• TEXT EXCERPT

Split long lines in multi-line comments.

Summary: This is implementation for /* */ comments only.

Reviewers: djasper, klimek

Reviewed By: djasper

CC: cfe-commits

Differential Revision: http://llvm-reviews.chandlerc.com/D547

git-svn-id: https://llvm.org/svn/llvm-project/cfe/trunk@177415 91177308-0d34-0410-b5e6-96231b3b80d8
diff --git a/lib/Format/Format.cpp b/lib/Format/Format.cpp
index a17823f..dd8f6cd 100644
--- a/lib/Format/Format.cpp
+++ b/lib/Format/Format.cpp
@@ -103,13 +103,13 @@
 /// trailing line comments.
 class WhitespaceManager {
 public:
-  WhitespaceManager(SourceManager &SourceMgr) : SourceMgr(SourceMgr) {}
+  WhitespaceManager(SourceManager &SourceMgr, const FormatStyle &Style)
+      : SourceMgr(SourceMgr), Style(Style) {}
 
   /// \brief Replaces the whitespace in front of \p Tok. Only call once for
   /// each \c AnnotatedToken.
   void replaceWhitespace(const AnnotatedToken &Tok, unsigned NewLines,
-                         unsigned Spaces, unsigned WhitespaceStartColumn,
-                         const FormatStyle &Style) {
+                         unsigned Spaces, unsigned WhitespaceStartColumn) {
     // 2+ newlines mean an empty line separating logic scopes.
     if (NewLines >= 2)
       alignComments();
@@ -146,7 +146,7 @@
       alignComments();
 
     if (Tok.Type == TT_BlockComment)

• WHAT YOU NEED TO DO
• A. Reproduce word for word the passage of the commit text that begins with the words containing "CC: cfe-commits" and ends with "trailing line comments.".
• B. In the commit text, before the line starting "diff --git", list every field name that is followed by a colon.

• Image point annotation entries
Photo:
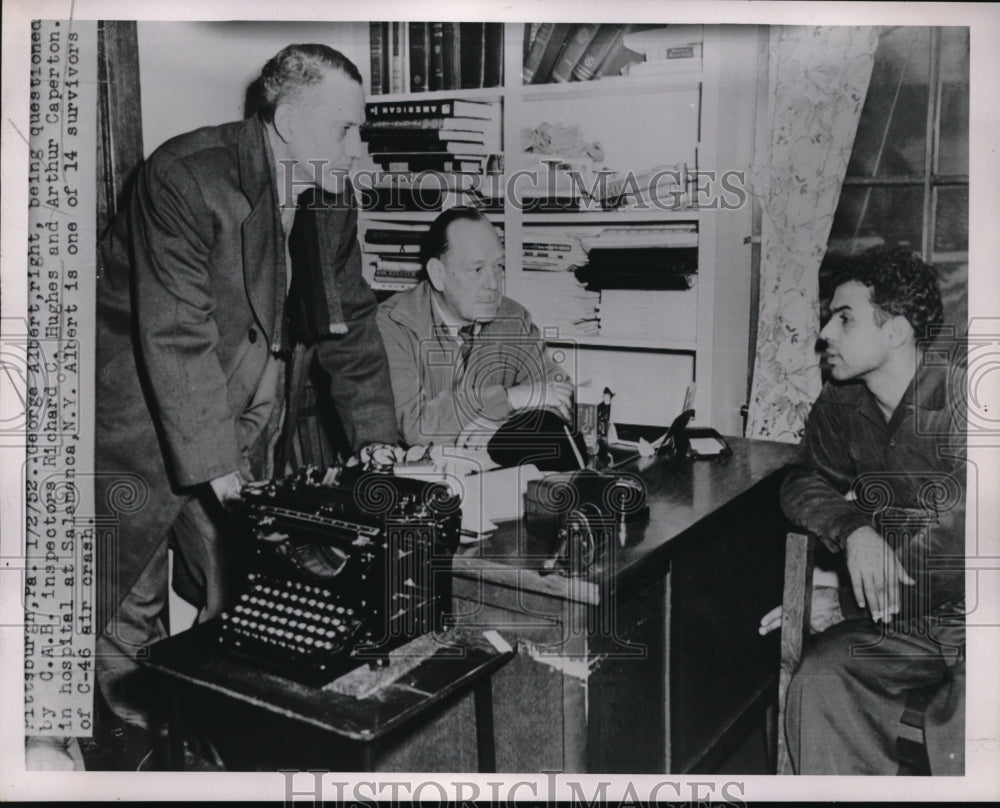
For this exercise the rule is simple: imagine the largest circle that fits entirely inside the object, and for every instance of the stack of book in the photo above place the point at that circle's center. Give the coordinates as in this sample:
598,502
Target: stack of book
665,49
646,277
446,135
418,56
555,296
664,187
560,52
391,256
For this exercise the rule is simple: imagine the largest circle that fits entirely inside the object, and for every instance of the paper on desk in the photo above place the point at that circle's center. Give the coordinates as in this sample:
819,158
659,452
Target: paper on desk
494,496
706,447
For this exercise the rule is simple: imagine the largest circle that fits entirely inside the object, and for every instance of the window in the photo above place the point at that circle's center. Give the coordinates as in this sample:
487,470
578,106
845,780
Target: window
907,181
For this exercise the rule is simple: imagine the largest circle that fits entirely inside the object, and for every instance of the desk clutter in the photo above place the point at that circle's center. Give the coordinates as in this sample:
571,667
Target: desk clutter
345,569
349,564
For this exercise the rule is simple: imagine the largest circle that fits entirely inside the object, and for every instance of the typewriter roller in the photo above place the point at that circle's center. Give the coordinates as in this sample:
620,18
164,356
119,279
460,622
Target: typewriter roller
343,573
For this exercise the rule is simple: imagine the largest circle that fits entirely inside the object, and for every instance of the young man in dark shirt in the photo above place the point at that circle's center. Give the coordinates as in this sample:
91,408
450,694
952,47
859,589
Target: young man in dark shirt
880,477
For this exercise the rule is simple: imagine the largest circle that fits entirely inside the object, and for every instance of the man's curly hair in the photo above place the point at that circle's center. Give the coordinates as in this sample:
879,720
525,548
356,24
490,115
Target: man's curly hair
900,283
295,67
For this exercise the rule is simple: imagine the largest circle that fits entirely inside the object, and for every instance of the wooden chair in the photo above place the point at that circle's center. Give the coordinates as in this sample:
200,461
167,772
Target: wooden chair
796,604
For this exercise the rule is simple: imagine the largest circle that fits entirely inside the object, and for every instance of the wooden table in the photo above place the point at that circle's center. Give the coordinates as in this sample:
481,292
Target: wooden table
653,663
284,723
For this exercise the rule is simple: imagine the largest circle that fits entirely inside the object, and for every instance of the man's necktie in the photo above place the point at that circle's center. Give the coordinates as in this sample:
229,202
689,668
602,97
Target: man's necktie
314,308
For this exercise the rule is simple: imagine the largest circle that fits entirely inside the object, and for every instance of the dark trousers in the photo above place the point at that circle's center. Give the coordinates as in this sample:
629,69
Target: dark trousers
846,700
199,577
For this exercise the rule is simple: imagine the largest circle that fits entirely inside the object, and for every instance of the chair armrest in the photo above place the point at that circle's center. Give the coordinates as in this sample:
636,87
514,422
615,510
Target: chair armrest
795,607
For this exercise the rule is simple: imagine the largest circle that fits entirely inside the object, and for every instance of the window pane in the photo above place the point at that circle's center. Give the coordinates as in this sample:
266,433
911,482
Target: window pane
889,215
953,278
893,125
953,147
951,232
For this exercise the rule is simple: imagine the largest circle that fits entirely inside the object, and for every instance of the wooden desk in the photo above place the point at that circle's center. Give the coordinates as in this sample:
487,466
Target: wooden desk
654,663
290,724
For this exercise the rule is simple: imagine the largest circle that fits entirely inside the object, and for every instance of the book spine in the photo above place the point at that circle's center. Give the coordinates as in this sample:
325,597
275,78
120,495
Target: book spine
430,162
377,40
393,237
404,146
436,72
451,56
418,56
534,56
575,48
606,38
395,60
553,50
375,135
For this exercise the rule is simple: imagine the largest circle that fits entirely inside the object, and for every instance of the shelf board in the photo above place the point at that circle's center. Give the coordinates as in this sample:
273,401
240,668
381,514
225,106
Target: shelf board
682,80
612,217
404,216
671,345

• TASK RESULTS
• A.
CC: cfe-commits

Differential Revision: http://llvm-reviews.chandlerc.com/D547

git-svn-id: https://llvm.org/svn/llvm-project/cfe/trunk@177415 91177308-0d34-0410-b5e6-96231b3b80d8
diff --git a/lib/Format/Format.cpp b/lib/Format/Format.cpp
index a17823f..dd8f6cd 100644
--- a/lib/Format/Format.cpp
+++ b/lib/Format/Format.cpp
@@ -103,13 +103,13 @@
 /// trailing line comments.

• B.
Summary
Reviewers
Reviewed By
CC
Differential Revision
git-svn-id